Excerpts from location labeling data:
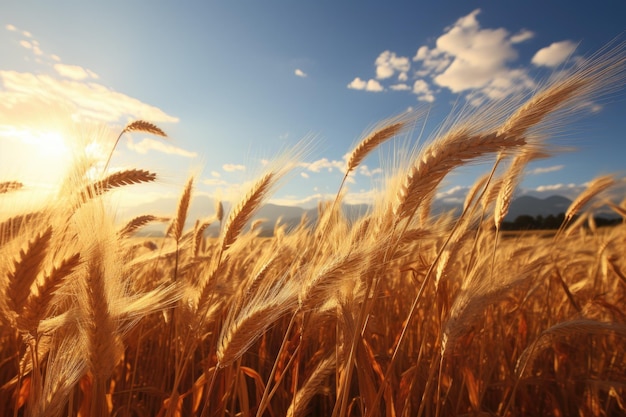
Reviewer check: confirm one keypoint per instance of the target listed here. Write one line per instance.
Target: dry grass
(395, 315)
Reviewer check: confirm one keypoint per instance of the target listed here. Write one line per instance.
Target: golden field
(400, 313)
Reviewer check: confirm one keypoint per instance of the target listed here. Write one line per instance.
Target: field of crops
(399, 313)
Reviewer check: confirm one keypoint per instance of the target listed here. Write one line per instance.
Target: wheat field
(399, 313)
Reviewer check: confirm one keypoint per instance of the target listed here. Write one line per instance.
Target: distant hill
(533, 206)
(203, 207)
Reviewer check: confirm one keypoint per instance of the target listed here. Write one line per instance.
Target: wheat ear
(312, 386)
(245, 209)
(118, 179)
(177, 224)
(594, 188)
(136, 126)
(38, 303)
(242, 328)
(25, 269)
(9, 186)
(137, 223)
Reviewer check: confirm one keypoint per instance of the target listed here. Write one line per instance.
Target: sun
(36, 157)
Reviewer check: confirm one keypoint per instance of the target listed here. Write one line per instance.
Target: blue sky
(234, 83)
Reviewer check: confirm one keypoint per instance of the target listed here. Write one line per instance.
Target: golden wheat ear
(8, 186)
(139, 222)
(115, 180)
(143, 126)
(136, 126)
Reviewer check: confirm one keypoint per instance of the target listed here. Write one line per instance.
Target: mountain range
(203, 207)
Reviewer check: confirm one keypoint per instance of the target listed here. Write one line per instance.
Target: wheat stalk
(118, 179)
(177, 224)
(137, 223)
(25, 269)
(9, 186)
(136, 126)
(245, 209)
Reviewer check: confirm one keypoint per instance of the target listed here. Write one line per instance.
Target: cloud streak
(465, 59)
(545, 170)
(147, 144)
(233, 167)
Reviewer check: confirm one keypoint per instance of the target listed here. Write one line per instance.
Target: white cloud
(148, 144)
(365, 171)
(215, 182)
(373, 85)
(545, 170)
(90, 101)
(400, 87)
(388, 63)
(357, 84)
(470, 58)
(233, 167)
(323, 164)
(370, 85)
(555, 54)
(422, 91)
(522, 36)
(293, 201)
(477, 54)
(466, 57)
(74, 72)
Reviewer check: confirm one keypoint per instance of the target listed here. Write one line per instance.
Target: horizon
(234, 85)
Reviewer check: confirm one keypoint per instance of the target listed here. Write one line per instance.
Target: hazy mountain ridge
(203, 207)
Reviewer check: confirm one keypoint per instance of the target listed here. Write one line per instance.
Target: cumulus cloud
(148, 144)
(365, 171)
(422, 91)
(400, 87)
(545, 170)
(370, 85)
(323, 164)
(74, 72)
(215, 182)
(555, 54)
(388, 63)
(478, 57)
(522, 36)
(233, 167)
(555, 187)
(465, 58)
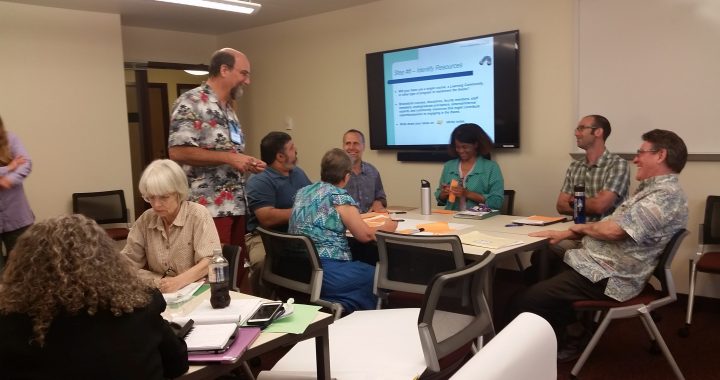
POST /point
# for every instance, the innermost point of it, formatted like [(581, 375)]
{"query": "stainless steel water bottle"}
[(579, 207), (424, 197)]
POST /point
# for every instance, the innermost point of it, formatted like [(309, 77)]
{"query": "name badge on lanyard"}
[(235, 135)]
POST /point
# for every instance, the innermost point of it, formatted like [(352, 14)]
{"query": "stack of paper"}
[(237, 312), (480, 239), (210, 337), (183, 294), (476, 214)]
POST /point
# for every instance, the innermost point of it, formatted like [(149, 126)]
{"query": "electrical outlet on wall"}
[(289, 123)]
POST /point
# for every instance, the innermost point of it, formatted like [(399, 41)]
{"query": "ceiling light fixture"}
[(246, 7)]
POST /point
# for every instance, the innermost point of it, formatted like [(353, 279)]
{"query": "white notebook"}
[(237, 312), (210, 337)]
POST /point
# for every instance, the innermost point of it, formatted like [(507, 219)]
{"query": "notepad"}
[(537, 220), (480, 239), (183, 294), (238, 311), (210, 337)]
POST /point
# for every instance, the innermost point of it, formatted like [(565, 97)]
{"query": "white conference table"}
[(495, 225), (266, 342)]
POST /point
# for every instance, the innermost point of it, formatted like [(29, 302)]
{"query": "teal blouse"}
[(485, 178)]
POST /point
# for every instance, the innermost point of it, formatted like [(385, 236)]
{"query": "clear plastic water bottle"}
[(579, 208), (219, 279), (424, 197)]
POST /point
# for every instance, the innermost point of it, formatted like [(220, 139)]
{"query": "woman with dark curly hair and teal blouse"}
[(323, 211), (471, 178)]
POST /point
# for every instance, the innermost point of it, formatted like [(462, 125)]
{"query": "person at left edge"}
[(72, 308), (170, 244), (365, 185), (206, 138), (271, 195)]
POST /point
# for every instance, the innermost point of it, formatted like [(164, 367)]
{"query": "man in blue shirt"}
[(365, 185), (271, 195)]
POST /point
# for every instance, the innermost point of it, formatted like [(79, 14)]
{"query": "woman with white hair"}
[(172, 243)]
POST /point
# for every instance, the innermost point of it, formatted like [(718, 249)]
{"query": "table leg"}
[(322, 354)]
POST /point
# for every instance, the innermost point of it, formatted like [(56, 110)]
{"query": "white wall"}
[(63, 94), (143, 45), (313, 70)]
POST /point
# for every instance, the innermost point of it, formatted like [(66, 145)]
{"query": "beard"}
[(237, 92)]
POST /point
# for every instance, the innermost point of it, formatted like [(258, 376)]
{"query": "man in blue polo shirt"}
[(365, 185), (271, 195)]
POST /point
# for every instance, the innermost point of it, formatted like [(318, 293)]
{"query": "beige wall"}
[(313, 70), (63, 93), (143, 45)]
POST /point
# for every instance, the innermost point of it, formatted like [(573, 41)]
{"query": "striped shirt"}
[(610, 173), (650, 218)]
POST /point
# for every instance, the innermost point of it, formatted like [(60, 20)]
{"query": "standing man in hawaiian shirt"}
[(206, 138)]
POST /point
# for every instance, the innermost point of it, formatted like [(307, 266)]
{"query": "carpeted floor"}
[(623, 353)]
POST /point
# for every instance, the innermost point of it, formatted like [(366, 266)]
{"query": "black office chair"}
[(640, 306), (454, 314), (707, 259), (105, 207), (508, 202), (292, 263), (407, 263), (507, 209)]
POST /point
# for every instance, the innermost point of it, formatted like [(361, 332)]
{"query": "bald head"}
[(228, 57)]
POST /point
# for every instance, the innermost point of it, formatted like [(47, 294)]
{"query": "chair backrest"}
[(508, 202), (454, 313), (105, 207), (292, 262), (663, 271), (232, 255), (525, 349), (407, 263), (711, 226)]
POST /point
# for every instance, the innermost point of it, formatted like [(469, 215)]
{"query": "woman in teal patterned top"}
[(479, 180), (323, 211)]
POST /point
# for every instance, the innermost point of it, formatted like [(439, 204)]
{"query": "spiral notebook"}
[(215, 338)]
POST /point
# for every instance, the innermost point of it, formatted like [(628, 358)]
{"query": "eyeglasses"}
[(641, 151), (581, 128), (164, 199)]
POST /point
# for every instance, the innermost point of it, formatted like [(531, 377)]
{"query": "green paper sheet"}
[(297, 322)]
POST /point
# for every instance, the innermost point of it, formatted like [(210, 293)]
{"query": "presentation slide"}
[(434, 89)]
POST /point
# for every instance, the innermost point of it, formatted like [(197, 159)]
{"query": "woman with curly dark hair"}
[(471, 178), (71, 307)]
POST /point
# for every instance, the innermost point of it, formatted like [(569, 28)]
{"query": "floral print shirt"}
[(200, 120), (650, 218), (315, 216)]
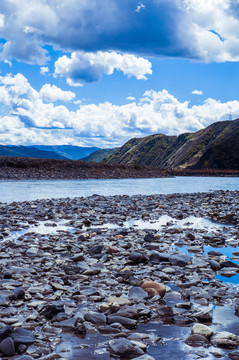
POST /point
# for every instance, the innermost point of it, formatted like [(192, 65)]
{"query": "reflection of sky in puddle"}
[(232, 279), (190, 222), (42, 229)]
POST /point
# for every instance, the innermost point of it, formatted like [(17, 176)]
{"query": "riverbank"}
[(47, 169), (103, 277)]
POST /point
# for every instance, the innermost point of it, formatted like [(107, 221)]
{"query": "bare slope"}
[(216, 146)]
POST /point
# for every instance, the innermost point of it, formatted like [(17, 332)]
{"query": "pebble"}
[(91, 278)]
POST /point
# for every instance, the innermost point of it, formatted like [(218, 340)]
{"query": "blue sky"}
[(97, 73)]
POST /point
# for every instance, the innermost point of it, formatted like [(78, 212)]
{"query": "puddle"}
[(44, 228), (75, 348), (191, 222)]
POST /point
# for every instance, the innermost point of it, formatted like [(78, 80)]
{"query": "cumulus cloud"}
[(84, 67), (176, 28), (44, 70), (29, 119), (131, 98), (52, 93), (197, 92)]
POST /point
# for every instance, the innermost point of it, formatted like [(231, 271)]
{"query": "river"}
[(27, 190)]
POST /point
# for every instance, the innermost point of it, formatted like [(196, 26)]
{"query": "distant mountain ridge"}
[(216, 146), (26, 152), (69, 151), (99, 155)]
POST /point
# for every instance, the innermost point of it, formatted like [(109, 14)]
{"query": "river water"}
[(15, 190)]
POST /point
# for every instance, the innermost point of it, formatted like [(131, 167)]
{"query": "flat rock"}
[(225, 339), (7, 347), (124, 348), (137, 293)]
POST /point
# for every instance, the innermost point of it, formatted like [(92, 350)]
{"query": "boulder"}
[(154, 288)]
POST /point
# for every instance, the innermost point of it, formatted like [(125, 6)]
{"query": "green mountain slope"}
[(216, 146), (28, 152), (68, 151), (99, 155)]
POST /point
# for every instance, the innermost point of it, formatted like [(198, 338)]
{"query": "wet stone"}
[(124, 348)]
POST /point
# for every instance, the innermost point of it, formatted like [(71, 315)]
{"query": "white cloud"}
[(131, 98), (197, 92), (52, 93), (206, 30), (44, 70), (140, 7), (2, 20), (28, 119), (88, 67)]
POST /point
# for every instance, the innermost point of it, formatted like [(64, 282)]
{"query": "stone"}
[(180, 260), (157, 257), (144, 357), (197, 340), (22, 336), (201, 329), (149, 238), (18, 293), (5, 332), (128, 312), (137, 293), (154, 288), (135, 256), (126, 322), (124, 348), (7, 347), (52, 309), (225, 339), (4, 301), (234, 355), (95, 318)]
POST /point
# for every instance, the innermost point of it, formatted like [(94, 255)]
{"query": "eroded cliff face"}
[(216, 146)]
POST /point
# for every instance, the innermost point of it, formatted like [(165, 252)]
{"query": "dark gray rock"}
[(197, 340), (234, 355), (128, 312), (150, 238), (137, 293), (95, 318), (7, 347), (157, 257), (52, 309), (5, 332), (22, 336), (124, 348), (180, 260), (18, 293), (128, 323)]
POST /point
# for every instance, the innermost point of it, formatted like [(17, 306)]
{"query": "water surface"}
[(21, 190)]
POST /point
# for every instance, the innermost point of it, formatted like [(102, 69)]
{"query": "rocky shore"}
[(13, 168), (140, 277)]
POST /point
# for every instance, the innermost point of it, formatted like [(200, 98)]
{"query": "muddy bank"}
[(25, 168), (141, 277)]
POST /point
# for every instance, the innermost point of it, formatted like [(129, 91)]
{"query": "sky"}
[(100, 72)]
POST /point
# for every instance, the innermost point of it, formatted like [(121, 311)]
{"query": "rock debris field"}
[(120, 277)]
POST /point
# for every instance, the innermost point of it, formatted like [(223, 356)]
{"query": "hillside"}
[(216, 146), (28, 152), (69, 151), (99, 155)]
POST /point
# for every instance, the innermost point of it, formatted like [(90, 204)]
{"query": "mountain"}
[(216, 146), (26, 152), (99, 155), (68, 151)]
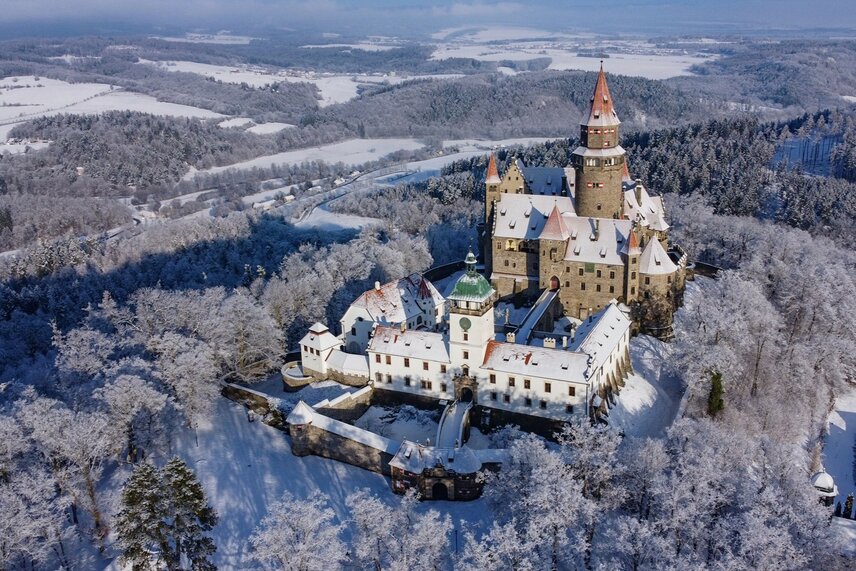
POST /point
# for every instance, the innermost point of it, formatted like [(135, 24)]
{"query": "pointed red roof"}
[(601, 102), (492, 171), (554, 228)]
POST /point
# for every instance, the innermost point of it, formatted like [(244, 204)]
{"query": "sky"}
[(404, 17)]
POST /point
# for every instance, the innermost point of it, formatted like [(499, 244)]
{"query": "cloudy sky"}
[(409, 16)]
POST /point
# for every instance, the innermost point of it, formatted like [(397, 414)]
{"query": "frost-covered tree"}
[(398, 537), (299, 535)]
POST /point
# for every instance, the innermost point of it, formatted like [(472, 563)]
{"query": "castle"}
[(588, 231), (587, 244)]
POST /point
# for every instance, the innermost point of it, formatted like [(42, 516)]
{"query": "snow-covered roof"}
[(425, 345), (400, 300), (615, 151), (348, 363), (545, 180), (601, 247), (648, 211), (522, 216), (414, 458), (600, 334), (304, 414), (320, 338), (535, 361), (824, 484), (655, 261)]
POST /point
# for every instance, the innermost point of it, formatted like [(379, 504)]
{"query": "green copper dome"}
[(471, 286)]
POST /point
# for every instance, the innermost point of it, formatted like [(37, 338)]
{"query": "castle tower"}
[(632, 253), (599, 160), (471, 323), (491, 182)]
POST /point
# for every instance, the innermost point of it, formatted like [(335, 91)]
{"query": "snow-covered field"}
[(652, 66), (351, 152), (838, 451), (334, 88), (27, 97), (323, 219)]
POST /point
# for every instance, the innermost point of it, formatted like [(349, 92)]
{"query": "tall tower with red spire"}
[(599, 160)]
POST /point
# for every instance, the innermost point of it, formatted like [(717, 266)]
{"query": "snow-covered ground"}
[(649, 401), (27, 97), (351, 152), (838, 450), (844, 535), (324, 219)]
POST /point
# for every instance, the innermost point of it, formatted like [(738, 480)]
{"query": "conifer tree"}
[(715, 402), (140, 526), (164, 519), (192, 517)]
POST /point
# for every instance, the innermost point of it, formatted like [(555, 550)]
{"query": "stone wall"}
[(308, 439)]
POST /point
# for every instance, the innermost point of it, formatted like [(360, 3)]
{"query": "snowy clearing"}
[(649, 401), (269, 128), (838, 451), (28, 97), (350, 152), (324, 219), (649, 65)]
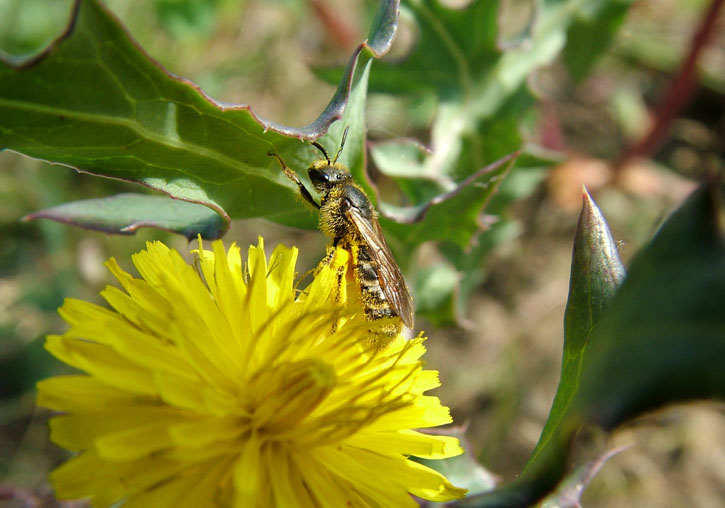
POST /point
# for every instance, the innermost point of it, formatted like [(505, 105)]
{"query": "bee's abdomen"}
[(376, 303)]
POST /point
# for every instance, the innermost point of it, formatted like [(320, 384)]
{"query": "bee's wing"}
[(389, 276)]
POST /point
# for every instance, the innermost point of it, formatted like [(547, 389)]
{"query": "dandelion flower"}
[(226, 387)]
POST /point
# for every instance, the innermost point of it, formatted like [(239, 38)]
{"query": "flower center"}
[(288, 392)]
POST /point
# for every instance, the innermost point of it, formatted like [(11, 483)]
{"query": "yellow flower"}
[(227, 387)]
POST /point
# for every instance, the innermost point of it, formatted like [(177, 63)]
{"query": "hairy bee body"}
[(334, 222), (347, 217)]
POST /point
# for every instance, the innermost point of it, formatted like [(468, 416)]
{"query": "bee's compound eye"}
[(318, 177)]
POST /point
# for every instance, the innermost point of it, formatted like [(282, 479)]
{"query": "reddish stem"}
[(679, 92)]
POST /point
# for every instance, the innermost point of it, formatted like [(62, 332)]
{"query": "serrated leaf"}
[(126, 213), (94, 101), (660, 341)]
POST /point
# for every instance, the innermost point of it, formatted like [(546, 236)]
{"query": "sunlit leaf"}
[(126, 213)]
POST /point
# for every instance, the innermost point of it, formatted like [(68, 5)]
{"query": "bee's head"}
[(324, 176)]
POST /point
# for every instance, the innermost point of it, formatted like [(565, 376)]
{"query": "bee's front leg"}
[(292, 176)]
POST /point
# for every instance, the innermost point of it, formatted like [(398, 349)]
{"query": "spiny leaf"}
[(660, 341), (93, 100), (126, 213)]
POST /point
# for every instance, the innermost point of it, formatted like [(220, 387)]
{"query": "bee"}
[(348, 218)]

EXERCISE PROMPT:
Which lines in the entries above contain the string "shirt"? Select every such line, matching case exactly.

TASK RESPONSE:
{"query": "man in blue shirt"}
{"query": "man in blue polo shirt"}
{"query": "striped shirt"}
{"query": "standing man in hawaiian shirt"}
{"query": "floral print shirt"}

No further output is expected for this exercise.